* _EXERCISE_
Look for "group of cross" in the listing below, then copy exactly the line it appears in and all lines after it to the end, and nothing more.

* _EXTRACTED MATERIAL_
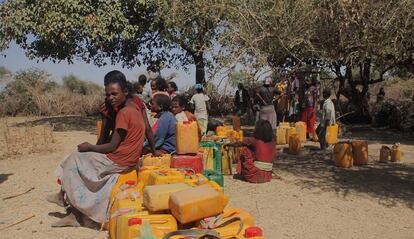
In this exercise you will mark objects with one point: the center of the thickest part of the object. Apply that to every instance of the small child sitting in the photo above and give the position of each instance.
(164, 128)
(257, 154)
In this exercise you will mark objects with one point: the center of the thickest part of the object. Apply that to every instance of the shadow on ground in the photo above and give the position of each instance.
(388, 183)
(66, 123)
(378, 135)
(4, 177)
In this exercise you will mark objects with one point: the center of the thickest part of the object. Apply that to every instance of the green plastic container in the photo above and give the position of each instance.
(214, 176)
(216, 147)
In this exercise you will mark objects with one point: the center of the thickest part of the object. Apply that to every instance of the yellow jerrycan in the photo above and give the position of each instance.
(163, 160)
(294, 144)
(360, 152)
(332, 134)
(343, 155)
(129, 226)
(301, 130)
(396, 153)
(384, 154)
(187, 138)
(197, 203)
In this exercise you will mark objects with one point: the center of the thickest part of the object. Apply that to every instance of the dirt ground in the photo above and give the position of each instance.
(313, 198)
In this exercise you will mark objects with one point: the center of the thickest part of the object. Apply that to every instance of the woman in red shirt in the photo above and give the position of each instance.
(88, 175)
(257, 154)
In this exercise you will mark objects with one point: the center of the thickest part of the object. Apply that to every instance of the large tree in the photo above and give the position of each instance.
(129, 31)
(354, 39)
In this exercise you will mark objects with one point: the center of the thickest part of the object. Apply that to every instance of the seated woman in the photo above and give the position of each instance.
(88, 174)
(164, 128)
(178, 105)
(257, 154)
(108, 113)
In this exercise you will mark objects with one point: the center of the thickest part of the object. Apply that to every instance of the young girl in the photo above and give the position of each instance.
(172, 89)
(178, 105)
(199, 100)
(88, 174)
(257, 154)
(164, 128)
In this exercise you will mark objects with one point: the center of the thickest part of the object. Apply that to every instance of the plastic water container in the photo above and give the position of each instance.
(385, 154)
(129, 226)
(156, 196)
(149, 160)
(165, 177)
(360, 152)
(343, 156)
(289, 132)
(332, 134)
(396, 153)
(300, 127)
(197, 203)
(281, 135)
(294, 144)
(144, 172)
(194, 162)
(187, 138)
(211, 155)
(214, 176)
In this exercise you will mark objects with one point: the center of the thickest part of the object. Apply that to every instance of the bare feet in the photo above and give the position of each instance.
(69, 221)
(56, 198)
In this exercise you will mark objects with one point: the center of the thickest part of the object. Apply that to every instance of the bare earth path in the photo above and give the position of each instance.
(313, 199)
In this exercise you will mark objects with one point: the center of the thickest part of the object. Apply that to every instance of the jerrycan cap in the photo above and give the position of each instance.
(134, 221)
(130, 182)
(253, 232)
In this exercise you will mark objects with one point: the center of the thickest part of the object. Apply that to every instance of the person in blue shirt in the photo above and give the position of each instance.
(164, 128)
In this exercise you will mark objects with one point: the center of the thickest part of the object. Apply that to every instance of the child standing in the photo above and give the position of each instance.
(178, 106)
(199, 100)
(257, 154)
(328, 117)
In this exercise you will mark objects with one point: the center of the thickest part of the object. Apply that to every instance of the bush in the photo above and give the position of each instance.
(33, 92)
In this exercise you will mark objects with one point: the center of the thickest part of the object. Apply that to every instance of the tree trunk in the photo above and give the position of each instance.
(200, 68)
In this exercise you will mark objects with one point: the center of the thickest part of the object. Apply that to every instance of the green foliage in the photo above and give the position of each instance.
(75, 85)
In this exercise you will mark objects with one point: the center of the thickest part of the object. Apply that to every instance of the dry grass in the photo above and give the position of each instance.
(24, 140)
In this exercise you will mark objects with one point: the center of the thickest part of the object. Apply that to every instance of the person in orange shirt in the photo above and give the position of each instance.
(88, 175)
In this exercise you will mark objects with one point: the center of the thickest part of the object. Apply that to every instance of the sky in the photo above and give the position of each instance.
(16, 60)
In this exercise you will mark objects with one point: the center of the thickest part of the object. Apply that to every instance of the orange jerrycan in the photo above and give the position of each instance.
(289, 132)
(163, 160)
(294, 144)
(156, 196)
(197, 203)
(331, 136)
(360, 152)
(396, 153)
(236, 123)
(343, 155)
(129, 226)
(187, 138)
(221, 131)
(301, 130)
(384, 154)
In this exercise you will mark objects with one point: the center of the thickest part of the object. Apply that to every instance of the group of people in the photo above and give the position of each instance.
(138, 120)
(135, 121)
(299, 101)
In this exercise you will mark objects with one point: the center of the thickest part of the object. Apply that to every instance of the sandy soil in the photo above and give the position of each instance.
(313, 199)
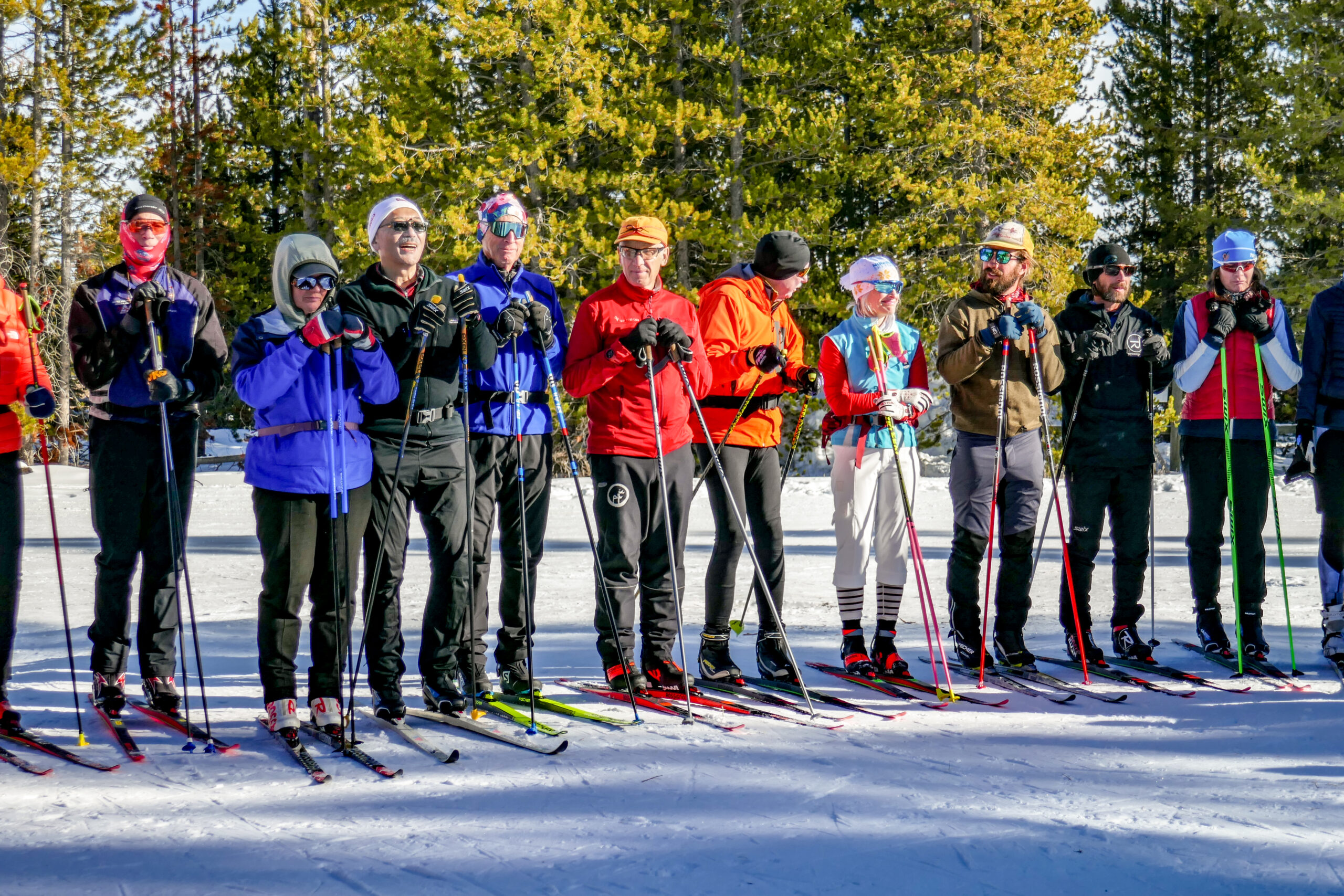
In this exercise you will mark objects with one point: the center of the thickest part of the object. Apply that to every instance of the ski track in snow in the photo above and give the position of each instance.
(1223, 793)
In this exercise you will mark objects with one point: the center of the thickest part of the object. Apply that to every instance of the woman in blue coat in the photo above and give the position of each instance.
(304, 367)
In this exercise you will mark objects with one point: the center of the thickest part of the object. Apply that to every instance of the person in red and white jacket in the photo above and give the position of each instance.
(22, 379)
(617, 332)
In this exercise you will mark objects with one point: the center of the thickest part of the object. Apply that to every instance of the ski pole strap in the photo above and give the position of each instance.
(289, 429)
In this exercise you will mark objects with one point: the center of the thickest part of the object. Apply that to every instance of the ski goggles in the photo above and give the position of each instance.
(322, 281)
(508, 227)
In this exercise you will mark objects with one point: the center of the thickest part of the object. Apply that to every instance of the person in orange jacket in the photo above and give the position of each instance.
(756, 352)
(22, 379)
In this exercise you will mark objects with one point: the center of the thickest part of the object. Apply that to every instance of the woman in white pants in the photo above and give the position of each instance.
(865, 481)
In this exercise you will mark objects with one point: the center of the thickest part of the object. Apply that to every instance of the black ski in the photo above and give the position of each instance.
(299, 751)
(1116, 675)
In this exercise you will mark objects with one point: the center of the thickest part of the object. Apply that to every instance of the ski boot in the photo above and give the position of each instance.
(162, 695)
(716, 661)
(664, 675)
(327, 715)
(109, 696)
(885, 655)
(1209, 626)
(1129, 645)
(517, 680)
(854, 655)
(971, 649)
(773, 659)
(1012, 650)
(444, 696)
(1095, 655)
(282, 718)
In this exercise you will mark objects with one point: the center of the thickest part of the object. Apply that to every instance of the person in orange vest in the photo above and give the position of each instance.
(22, 379)
(756, 352)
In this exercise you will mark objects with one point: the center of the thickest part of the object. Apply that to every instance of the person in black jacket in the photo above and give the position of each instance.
(395, 297)
(1115, 356)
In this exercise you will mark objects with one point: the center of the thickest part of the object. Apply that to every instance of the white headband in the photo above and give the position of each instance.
(385, 208)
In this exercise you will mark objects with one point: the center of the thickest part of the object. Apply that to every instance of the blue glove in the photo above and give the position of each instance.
(1031, 315)
(1006, 325)
(41, 402)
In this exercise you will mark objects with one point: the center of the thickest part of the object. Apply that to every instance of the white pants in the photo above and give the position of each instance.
(870, 511)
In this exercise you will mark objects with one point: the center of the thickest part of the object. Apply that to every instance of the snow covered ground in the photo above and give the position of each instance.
(1220, 793)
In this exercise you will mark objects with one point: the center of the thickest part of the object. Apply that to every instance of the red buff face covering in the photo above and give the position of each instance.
(142, 262)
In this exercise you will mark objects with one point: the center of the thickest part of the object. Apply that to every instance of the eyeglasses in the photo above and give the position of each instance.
(322, 281)
(147, 226)
(647, 254)
(1000, 256)
(402, 226)
(508, 227)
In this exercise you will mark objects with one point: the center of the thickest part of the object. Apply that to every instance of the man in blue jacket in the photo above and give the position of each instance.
(521, 307)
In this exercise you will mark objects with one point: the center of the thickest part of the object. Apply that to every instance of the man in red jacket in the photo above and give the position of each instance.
(617, 332)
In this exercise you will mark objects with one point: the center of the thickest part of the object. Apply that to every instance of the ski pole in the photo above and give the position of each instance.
(56, 535)
(579, 491)
(927, 609)
(1059, 511)
(671, 536)
(994, 503)
(742, 524)
(1273, 491)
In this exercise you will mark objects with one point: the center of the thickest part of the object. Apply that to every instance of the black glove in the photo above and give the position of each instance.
(1222, 320)
(768, 359)
(642, 336)
(426, 318)
(466, 300)
(166, 387)
(39, 400)
(512, 321)
(1253, 316)
(542, 325)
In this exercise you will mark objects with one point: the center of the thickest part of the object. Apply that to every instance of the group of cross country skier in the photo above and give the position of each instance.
(404, 387)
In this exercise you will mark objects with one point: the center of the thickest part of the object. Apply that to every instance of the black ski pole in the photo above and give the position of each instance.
(588, 525)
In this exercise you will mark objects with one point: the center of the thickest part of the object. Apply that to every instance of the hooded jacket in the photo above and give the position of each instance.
(972, 368)
(288, 382)
(1112, 428)
(600, 367)
(737, 313)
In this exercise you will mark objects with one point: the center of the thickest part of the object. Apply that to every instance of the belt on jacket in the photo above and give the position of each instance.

* _RESPONSE TO THE EXERCISE_
In this exercise you will mark objects with one point: the center of the thickest part of the object. Apply that to every instance of the group of cross country skier in the photo above and give the position of each instance.
(404, 387)
In this exercise you will mark objects with one point: the center of the thickest part of the object. Apply that to every instance of the black ski pole in the photo above and give the position of each instance.
(588, 525)
In this exercise you will mark objects with one point: the center of the thickest part of the object. Apply that to every instance of the hooded jacket in the photo above and give the position of each instance.
(972, 368)
(288, 382)
(1112, 428)
(600, 367)
(737, 313)
In this exercise you will mark objects with one point: the center of the thickest part of the object. Apply that to every instance of the belt on jacket in the photo above and give the position of each instance.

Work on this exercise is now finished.